What is being asked
Only the lines below from the one containing "point(144, 449)" to the one containing "point(32, 137)" should be repeated, both included and unchanged.

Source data
=== Section Start ===

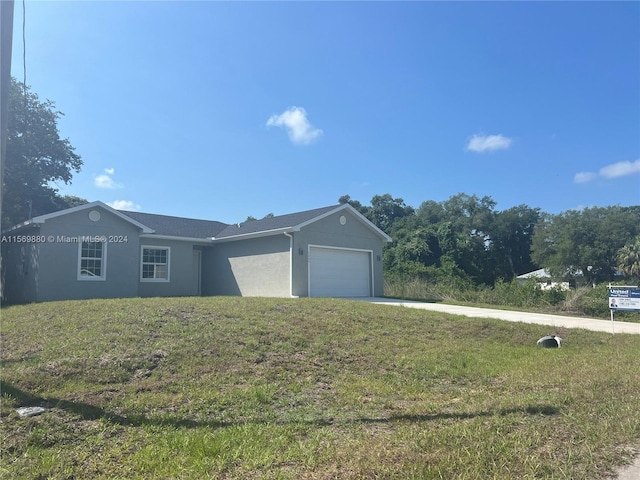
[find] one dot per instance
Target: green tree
(510, 239)
(629, 259)
(385, 210)
(36, 157)
(585, 241)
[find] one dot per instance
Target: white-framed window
(155, 264)
(92, 260)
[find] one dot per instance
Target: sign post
(623, 297)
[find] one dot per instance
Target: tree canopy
(468, 238)
(36, 157)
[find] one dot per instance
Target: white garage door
(336, 272)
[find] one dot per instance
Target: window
(155, 264)
(92, 261)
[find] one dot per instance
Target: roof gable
(292, 222)
(178, 226)
(281, 222)
(43, 218)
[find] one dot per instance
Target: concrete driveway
(511, 316)
(625, 472)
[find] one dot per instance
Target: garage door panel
(339, 272)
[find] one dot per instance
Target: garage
(339, 272)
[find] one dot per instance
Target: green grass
(221, 388)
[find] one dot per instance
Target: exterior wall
(258, 267)
(183, 274)
(330, 232)
(56, 268)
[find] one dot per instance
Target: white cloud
(294, 120)
(125, 205)
(615, 170)
(106, 181)
(488, 143)
(584, 177)
(620, 169)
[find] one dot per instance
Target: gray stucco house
(95, 251)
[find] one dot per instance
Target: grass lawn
(197, 388)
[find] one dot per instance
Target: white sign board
(624, 298)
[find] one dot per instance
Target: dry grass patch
(306, 388)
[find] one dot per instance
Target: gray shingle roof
(274, 223)
(178, 226)
(193, 228)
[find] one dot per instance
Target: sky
(223, 110)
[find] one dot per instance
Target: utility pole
(6, 44)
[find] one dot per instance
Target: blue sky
(222, 110)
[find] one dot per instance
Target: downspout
(290, 265)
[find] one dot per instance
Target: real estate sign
(624, 298)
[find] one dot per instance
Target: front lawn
(196, 388)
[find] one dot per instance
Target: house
(95, 251)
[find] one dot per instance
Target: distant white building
(545, 280)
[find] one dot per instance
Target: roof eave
(263, 233)
(203, 241)
(43, 218)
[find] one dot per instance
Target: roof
(541, 273)
(191, 228)
(178, 226)
(544, 273)
(43, 218)
(281, 222)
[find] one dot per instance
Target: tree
(510, 237)
(36, 157)
(629, 259)
(385, 210)
(585, 241)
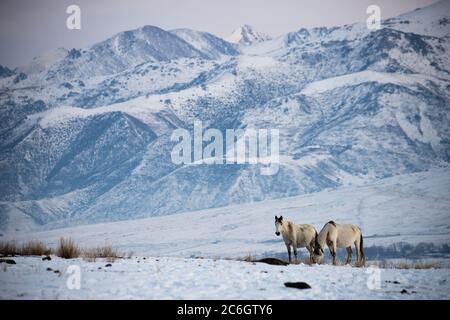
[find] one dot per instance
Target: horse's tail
(361, 249)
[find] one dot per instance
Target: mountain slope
(246, 35)
(352, 106)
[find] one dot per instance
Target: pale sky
(29, 28)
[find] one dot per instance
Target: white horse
(296, 236)
(339, 236)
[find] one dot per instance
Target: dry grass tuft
(106, 252)
(67, 249)
(8, 248)
(34, 248)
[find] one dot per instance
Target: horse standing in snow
(296, 236)
(339, 236)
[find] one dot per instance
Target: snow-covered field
(410, 209)
(179, 278)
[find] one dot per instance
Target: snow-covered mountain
(246, 35)
(86, 137)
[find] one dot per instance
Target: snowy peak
(246, 35)
(210, 45)
(433, 20)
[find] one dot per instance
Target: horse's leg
(288, 246)
(349, 255)
(310, 250)
(295, 253)
(358, 252)
(332, 248)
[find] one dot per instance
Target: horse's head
(278, 225)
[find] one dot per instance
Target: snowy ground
(412, 209)
(179, 278)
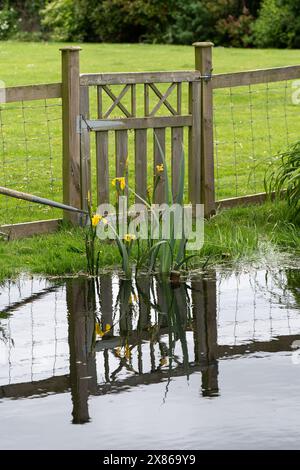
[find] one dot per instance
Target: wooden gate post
(203, 63)
(71, 136)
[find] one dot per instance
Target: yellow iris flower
(96, 219)
(121, 181)
(129, 237)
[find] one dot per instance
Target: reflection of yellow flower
(121, 181)
(133, 298)
(99, 332)
(96, 219)
(127, 352)
(129, 237)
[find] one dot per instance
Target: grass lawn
(251, 125)
(242, 235)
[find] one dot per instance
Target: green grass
(239, 235)
(30, 153)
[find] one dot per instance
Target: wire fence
(252, 124)
(30, 157)
(258, 310)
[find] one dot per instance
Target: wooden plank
(203, 63)
(163, 99)
(253, 77)
(121, 154)
(258, 198)
(159, 148)
(138, 77)
(179, 98)
(116, 100)
(177, 149)
(29, 229)
(102, 167)
(141, 164)
(146, 100)
(33, 92)
(140, 123)
(85, 152)
(133, 100)
(71, 136)
(194, 158)
(99, 102)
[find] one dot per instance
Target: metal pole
(39, 200)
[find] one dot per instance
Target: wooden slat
(71, 137)
(141, 164)
(177, 149)
(102, 167)
(140, 123)
(117, 102)
(163, 99)
(253, 77)
(133, 100)
(121, 153)
(29, 229)
(138, 77)
(146, 100)
(99, 102)
(195, 144)
(159, 136)
(85, 153)
(33, 92)
(203, 63)
(115, 99)
(179, 98)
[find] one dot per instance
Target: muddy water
(211, 363)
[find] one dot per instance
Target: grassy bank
(251, 124)
(238, 235)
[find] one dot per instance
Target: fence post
(203, 63)
(71, 136)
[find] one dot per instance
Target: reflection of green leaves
(286, 176)
(293, 283)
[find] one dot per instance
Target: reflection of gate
(72, 360)
(157, 107)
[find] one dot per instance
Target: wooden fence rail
(167, 113)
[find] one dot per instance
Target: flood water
(208, 364)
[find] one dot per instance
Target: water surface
(210, 363)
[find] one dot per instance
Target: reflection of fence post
(203, 63)
(205, 331)
(71, 136)
(81, 308)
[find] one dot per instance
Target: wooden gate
(148, 119)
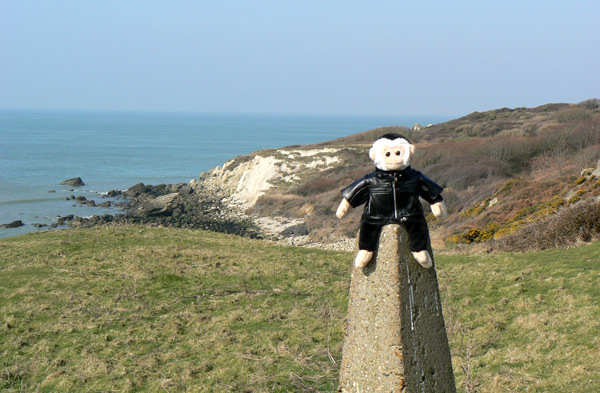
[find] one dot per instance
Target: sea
(116, 150)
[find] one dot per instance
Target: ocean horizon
(116, 150)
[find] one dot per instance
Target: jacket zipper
(394, 192)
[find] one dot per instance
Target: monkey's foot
(362, 258)
(423, 258)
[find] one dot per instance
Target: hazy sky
(289, 56)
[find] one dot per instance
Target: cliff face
(501, 170)
(244, 182)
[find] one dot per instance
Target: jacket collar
(392, 175)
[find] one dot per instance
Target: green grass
(168, 310)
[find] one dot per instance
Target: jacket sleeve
(429, 190)
(357, 193)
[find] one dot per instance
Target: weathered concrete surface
(395, 338)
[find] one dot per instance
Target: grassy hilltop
(177, 310)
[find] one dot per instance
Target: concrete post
(395, 338)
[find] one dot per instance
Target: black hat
(392, 135)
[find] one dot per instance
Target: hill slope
(501, 170)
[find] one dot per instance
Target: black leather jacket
(392, 196)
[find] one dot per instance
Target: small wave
(38, 200)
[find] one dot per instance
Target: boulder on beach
(14, 224)
(76, 181)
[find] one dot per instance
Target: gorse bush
(579, 222)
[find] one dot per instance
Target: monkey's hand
(439, 210)
(343, 208)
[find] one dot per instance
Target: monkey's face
(391, 155)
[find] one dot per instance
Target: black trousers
(418, 234)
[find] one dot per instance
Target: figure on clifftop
(391, 196)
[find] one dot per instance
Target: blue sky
(316, 57)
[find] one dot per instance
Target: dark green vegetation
(178, 310)
(501, 169)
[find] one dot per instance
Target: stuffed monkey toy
(391, 196)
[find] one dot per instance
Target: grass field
(169, 310)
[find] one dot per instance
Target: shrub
(576, 197)
(572, 224)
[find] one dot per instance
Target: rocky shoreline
(168, 205)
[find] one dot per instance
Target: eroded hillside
(501, 169)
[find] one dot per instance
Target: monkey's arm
(439, 209)
(343, 208)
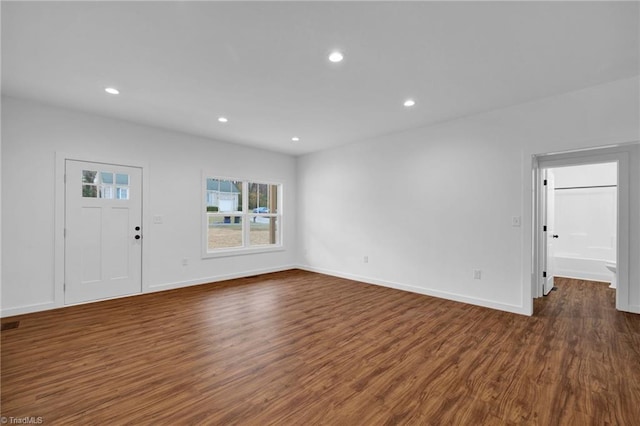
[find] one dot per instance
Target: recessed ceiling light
(336, 56)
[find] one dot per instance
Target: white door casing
(549, 221)
(103, 235)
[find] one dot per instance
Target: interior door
(549, 220)
(103, 235)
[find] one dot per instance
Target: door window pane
(122, 193)
(122, 179)
(90, 191)
(107, 177)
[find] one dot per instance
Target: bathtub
(565, 265)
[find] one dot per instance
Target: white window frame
(246, 215)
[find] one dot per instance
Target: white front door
(103, 235)
(550, 209)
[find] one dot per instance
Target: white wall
(428, 206)
(32, 134)
(585, 220)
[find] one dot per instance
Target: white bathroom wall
(431, 205)
(33, 133)
(585, 220)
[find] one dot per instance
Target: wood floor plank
(296, 348)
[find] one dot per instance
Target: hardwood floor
(297, 348)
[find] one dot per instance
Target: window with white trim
(241, 215)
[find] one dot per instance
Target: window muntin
(102, 184)
(241, 215)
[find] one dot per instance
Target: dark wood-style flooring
(298, 348)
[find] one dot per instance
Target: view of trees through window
(231, 225)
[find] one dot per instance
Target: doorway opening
(581, 222)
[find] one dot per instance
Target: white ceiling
(180, 65)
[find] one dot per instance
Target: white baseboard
(420, 290)
(581, 275)
(216, 278)
(38, 307)
(28, 309)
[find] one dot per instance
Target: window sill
(241, 251)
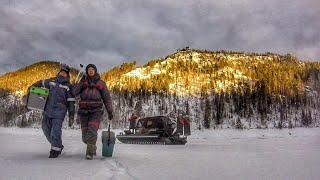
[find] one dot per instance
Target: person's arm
(71, 105)
(76, 90)
(106, 97)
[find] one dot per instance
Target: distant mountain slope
(194, 71)
(17, 82)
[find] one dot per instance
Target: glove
(71, 120)
(110, 116)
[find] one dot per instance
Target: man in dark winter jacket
(59, 101)
(93, 95)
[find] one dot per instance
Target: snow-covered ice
(212, 154)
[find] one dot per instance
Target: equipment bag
(37, 98)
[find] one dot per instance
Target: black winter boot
(91, 151)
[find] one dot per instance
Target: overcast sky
(109, 32)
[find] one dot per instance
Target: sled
(157, 130)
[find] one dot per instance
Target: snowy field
(215, 154)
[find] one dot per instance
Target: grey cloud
(110, 32)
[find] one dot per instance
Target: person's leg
(56, 133)
(92, 133)
(84, 127)
(46, 127)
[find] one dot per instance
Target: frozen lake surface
(214, 154)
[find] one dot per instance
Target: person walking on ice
(93, 95)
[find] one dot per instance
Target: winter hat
(93, 66)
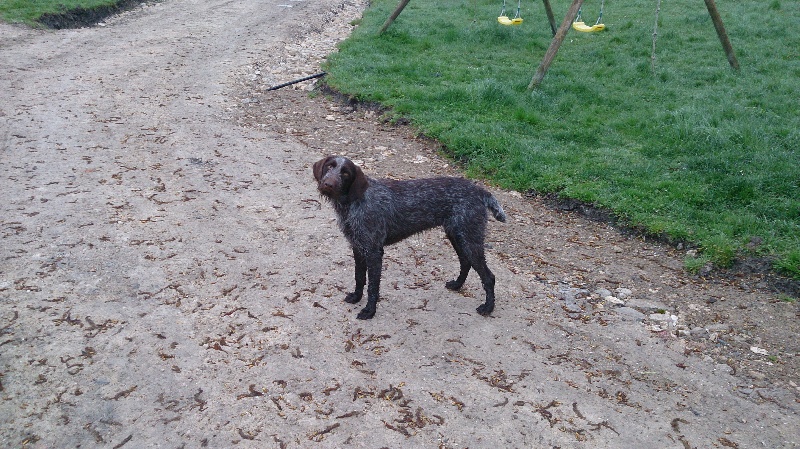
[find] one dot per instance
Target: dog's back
(404, 208)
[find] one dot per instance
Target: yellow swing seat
(580, 26)
(504, 20)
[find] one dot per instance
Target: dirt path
(170, 278)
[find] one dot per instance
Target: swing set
(579, 25)
(573, 20)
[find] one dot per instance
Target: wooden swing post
(550, 18)
(723, 35)
(555, 44)
(394, 15)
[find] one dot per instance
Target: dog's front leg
(374, 259)
(361, 277)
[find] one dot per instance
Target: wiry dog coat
(374, 213)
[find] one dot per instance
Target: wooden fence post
(394, 15)
(550, 17)
(723, 35)
(555, 44)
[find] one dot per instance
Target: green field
(29, 11)
(686, 149)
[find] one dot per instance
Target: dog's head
(339, 179)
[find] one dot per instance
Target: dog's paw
(485, 309)
(352, 298)
(366, 313)
(453, 285)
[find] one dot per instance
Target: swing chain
(599, 16)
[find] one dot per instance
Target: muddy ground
(171, 278)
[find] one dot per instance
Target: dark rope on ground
(311, 77)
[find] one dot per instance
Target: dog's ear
(318, 168)
(359, 184)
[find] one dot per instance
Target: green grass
(693, 150)
(28, 11)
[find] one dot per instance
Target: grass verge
(61, 13)
(688, 148)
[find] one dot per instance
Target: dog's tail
(492, 204)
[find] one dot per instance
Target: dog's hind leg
(374, 260)
(474, 253)
(462, 260)
(361, 278)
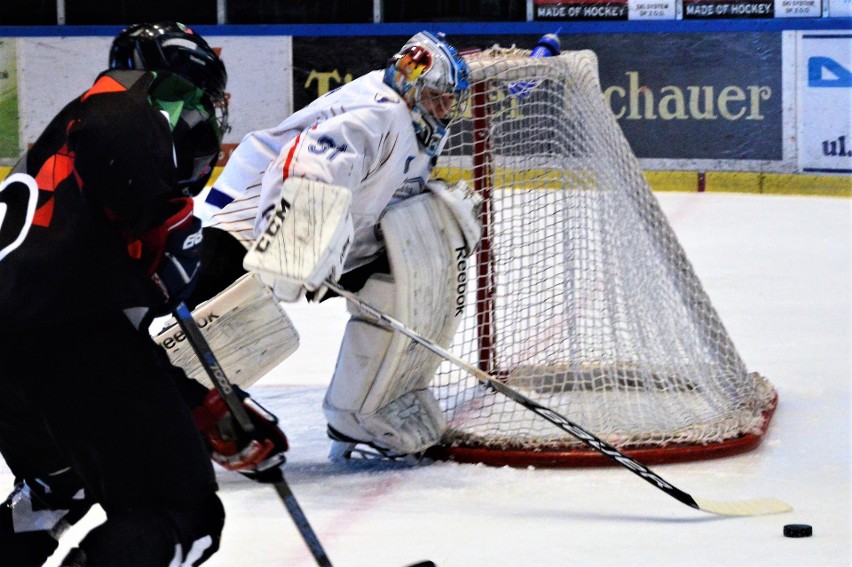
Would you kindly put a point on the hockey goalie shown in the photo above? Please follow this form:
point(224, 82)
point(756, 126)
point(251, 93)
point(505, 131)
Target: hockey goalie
point(342, 190)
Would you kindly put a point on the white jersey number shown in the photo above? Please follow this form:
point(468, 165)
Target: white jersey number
point(18, 199)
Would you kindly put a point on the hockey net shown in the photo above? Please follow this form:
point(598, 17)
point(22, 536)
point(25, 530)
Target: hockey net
point(580, 296)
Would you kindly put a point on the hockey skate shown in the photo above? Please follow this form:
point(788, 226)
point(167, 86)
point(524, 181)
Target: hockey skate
point(345, 448)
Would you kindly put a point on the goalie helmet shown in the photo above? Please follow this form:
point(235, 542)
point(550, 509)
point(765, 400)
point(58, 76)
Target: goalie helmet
point(434, 80)
point(203, 110)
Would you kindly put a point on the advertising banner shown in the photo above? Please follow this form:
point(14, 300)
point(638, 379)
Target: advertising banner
point(676, 96)
point(825, 102)
point(580, 9)
point(725, 9)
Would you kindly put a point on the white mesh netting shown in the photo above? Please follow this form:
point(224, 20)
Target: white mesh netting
point(581, 296)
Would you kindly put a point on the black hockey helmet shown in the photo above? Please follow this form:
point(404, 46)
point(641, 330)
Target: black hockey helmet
point(175, 48)
point(170, 46)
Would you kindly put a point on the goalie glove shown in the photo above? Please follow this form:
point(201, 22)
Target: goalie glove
point(463, 205)
point(257, 455)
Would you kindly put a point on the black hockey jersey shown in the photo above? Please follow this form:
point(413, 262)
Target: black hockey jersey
point(104, 169)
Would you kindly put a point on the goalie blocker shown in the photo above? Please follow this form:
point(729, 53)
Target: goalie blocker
point(247, 328)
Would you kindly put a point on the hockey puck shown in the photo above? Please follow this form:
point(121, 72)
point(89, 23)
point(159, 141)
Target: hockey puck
point(798, 530)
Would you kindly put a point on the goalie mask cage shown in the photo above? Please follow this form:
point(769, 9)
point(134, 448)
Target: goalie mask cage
point(580, 296)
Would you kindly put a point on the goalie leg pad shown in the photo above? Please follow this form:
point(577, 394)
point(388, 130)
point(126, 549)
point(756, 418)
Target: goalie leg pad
point(380, 389)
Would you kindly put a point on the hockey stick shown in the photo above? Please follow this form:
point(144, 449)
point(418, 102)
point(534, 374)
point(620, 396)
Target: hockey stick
point(739, 508)
point(235, 406)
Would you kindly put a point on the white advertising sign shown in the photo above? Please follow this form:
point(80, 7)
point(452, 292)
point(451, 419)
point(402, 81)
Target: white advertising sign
point(54, 70)
point(798, 8)
point(651, 9)
point(825, 102)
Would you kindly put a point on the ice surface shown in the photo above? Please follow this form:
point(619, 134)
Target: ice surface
point(779, 271)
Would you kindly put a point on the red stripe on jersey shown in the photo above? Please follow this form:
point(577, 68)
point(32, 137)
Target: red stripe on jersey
point(104, 85)
point(288, 162)
point(56, 169)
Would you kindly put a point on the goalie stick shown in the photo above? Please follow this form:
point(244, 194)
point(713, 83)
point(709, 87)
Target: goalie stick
point(235, 406)
point(722, 508)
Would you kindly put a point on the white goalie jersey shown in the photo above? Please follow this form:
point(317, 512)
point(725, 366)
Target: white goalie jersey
point(359, 136)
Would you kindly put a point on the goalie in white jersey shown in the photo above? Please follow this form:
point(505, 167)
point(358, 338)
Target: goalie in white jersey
point(348, 175)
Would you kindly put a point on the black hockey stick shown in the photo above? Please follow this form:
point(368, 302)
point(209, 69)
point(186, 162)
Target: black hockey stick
point(235, 406)
point(741, 508)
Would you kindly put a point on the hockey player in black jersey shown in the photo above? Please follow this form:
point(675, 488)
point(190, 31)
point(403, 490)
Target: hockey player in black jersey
point(98, 237)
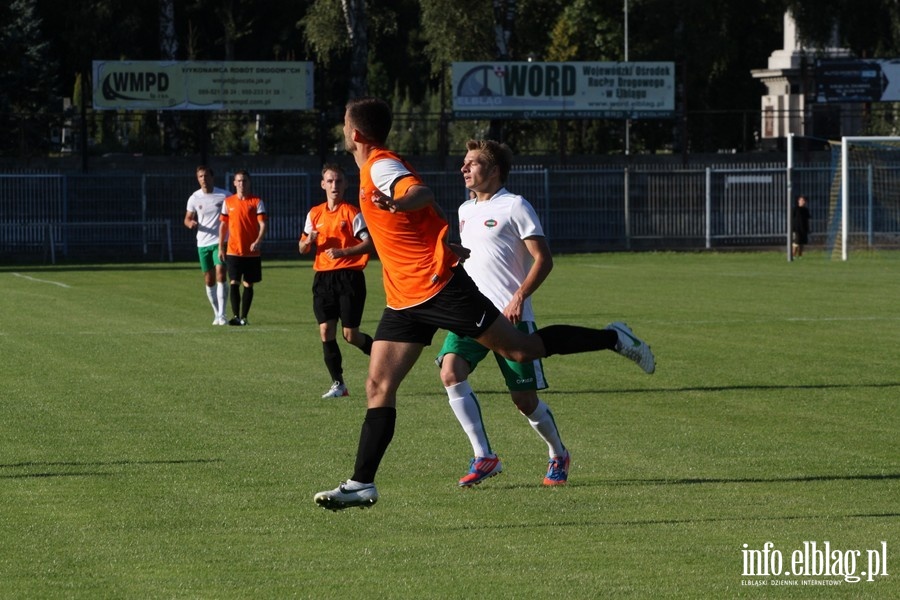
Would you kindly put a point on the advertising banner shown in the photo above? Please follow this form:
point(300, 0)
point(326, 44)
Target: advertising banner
point(202, 85)
point(856, 80)
point(538, 90)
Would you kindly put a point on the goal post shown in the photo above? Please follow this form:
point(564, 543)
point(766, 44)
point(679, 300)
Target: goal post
point(879, 168)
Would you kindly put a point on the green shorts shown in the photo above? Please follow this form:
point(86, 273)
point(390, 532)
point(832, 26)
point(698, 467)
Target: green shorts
point(518, 376)
point(209, 257)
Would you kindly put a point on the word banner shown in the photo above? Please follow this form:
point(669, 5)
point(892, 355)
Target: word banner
point(202, 85)
point(852, 80)
point(614, 90)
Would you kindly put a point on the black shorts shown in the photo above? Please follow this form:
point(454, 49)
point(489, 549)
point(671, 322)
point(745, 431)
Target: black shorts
point(248, 268)
point(459, 308)
point(340, 295)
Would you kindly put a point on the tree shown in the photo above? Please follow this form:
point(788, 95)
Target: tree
point(29, 88)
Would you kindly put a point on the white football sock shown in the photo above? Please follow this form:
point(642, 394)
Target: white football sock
point(468, 412)
point(542, 422)
point(211, 294)
point(222, 295)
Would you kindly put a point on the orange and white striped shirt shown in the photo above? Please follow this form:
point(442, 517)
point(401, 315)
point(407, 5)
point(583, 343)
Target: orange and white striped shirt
point(412, 246)
point(340, 228)
point(243, 218)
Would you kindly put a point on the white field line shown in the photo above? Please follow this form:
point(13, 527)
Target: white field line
point(29, 278)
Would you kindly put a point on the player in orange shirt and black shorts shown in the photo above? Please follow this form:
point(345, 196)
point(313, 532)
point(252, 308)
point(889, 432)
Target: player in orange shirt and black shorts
point(243, 226)
point(427, 289)
point(343, 245)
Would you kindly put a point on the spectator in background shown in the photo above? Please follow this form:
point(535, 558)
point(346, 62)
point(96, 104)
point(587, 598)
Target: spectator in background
point(799, 227)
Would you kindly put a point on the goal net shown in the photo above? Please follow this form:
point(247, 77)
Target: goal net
point(864, 201)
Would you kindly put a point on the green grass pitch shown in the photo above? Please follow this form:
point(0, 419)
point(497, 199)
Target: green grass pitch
point(145, 453)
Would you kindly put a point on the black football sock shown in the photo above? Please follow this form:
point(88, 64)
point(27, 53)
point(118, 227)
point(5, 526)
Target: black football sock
point(571, 339)
point(235, 295)
point(377, 433)
point(333, 360)
point(246, 302)
point(367, 344)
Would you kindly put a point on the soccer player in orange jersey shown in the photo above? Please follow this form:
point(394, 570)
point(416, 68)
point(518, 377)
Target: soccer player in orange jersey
point(427, 289)
point(338, 231)
point(243, 227)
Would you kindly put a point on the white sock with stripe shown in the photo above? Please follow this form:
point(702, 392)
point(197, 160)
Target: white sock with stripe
point(542, 422)
point(468, 412)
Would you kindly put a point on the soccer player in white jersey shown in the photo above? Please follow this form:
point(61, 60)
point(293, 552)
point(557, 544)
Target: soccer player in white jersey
point(203, 209)
point(508, 258)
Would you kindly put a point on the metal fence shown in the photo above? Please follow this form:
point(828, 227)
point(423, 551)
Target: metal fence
point(47, 217)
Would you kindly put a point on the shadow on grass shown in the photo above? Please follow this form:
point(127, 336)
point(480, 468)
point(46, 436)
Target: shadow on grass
point(113, 463)
point(703, 480)
point(715, 388)
point(651, 522)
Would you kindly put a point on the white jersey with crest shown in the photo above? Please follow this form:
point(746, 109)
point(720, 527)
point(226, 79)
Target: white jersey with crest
point(208, 207)
point(494, 230)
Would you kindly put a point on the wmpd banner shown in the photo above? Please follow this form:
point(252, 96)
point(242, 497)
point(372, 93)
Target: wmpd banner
point(537, 90)
point(202, 85)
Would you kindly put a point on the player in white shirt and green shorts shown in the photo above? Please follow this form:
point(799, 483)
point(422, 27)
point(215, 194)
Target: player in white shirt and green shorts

=== Section End ===

Result of this task
point(144, 449)
point(418, 102)
point(534, 374)
point(620, 396)
Target: hockey stick
point(739, 508)
point(235, 406)
Would you kindly put a point on the white advertising sign shown in the photo above? Please follow this form:
point(80, 7)
point(452, 292)
point(451, 419)
point(402, 81)
Target: white advertising sign
point(54, 70)
point(798, 8)
point(651, 9)
point(825, 102)
Would you kindly put a point on the ice surface shown in the photo above? Please follow this form:
point(619, 134)
Target: ice surface
point(779, 271)
Would you kindly put a point on the red stripe on jersey shown in the photo above? Please follow this form:
point(577, 68)
point(32, 137)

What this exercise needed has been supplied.